### TEXT PROVIDED
::::
COAG must set a path to justice for people with disability by: Faith Valencia
The Senate Community Affairs Committee took up the topic after significant concerns about indefinite detention were raised in the 2015 Abuse Inquiry hearings.
No one doubts that these are complex and difficult questions for our governments to address. Yet we cannot shirk away from the reality that in many cases the current approach is not only unjust but is simply not working.
The Senate Report sets out a comprehensive roadmap for change, with solutions that have already been tried, tested and shown to work in an Australian context. What remains now is for a national framework to be applied so that people with intellectual disability and mental illness have access to fair and just treatment in the justice system, regardless of where they live. And this is where COAG has a vital role to play.
It is of great concern that such a large number of Australians with a disability are being detained indefinitely without a conviction, and with no pathway to release. It is time for governments to take action and address a situation where people can virtually be imprisoned for life, having never faced a trial.
Most Australians would be horrified to understand that the only form of indefinite detention that is legal in Australia is reserved for people with intellectual disability or mental illness.
::::
### SOURCE MATERIAL
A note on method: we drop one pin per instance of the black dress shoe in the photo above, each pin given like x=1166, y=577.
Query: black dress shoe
::::
### TASKS TO COMPLETE
1. State whether each statement agrees with the article on indefinite detention, answering yes or no and quoting the words that decide it.
(a) The Senate Community Affairs Committee took up the topic after concerns were raised in the 2015 Abuse Inquiry hearings.
(b) The solutions in the Senate Report have not yet been tested in Australia.
(c) Indefinite detention is legal in Australia for any person held without trial.
2. Transcribe the article on indefinite detention from "COAG must set" to "role to play.".
3. Answer these questions from the article on indefinite detention.
(a) Which Senate committee took up the topic?
(b) Which body does the article say has a vital role to play?
(c) Which group does the article say the only legal form of indefinite detention in Australia is reserved for?
The listing is separate material, unrelated to the article on indefinite detention.

### TASK-BY-TASK ANSWERS
1.
(a) Yes: "The Senate Community Affairs Committee took up the topic after significant concerns about indefinite detention were raised in the 2015 Abuse Inquiry hearings."
(b) No: "with solutions that have already been tried, tested and shown to work in an Australian context"
(c) No: "the only form of indefinite detention that is legal in Australia is reserved for people with intellectual disability or mental illness"

2.
COAG must set a path to justice for people with disability by: Faith Valencia
The Senate Community Affairs Committee took up the topic after significant concerns about indefinite detention were raised in the 2015 Abuse Inquiry hearings.
No one doubts that these are complex and difficult questions for our governments to address. Yet we cannot shirk away from the reality that in many cases the current approach is not only unjust but is simply not working.
The Senate Report sets out a comprehensive roadmap for change, with solutions that have already been tried, tested and shown to work in an Australian context. What remains now is for a national framework to be applied so that people with intellectual disability and mental illness have access to fair and just treatment in the justice system, regardless of where they live. And this is where COAG has a vital role to play.

3.
(a) The Senate Community Affairs Committee
(b) COAG
(c) People with intellectual disability or mental illness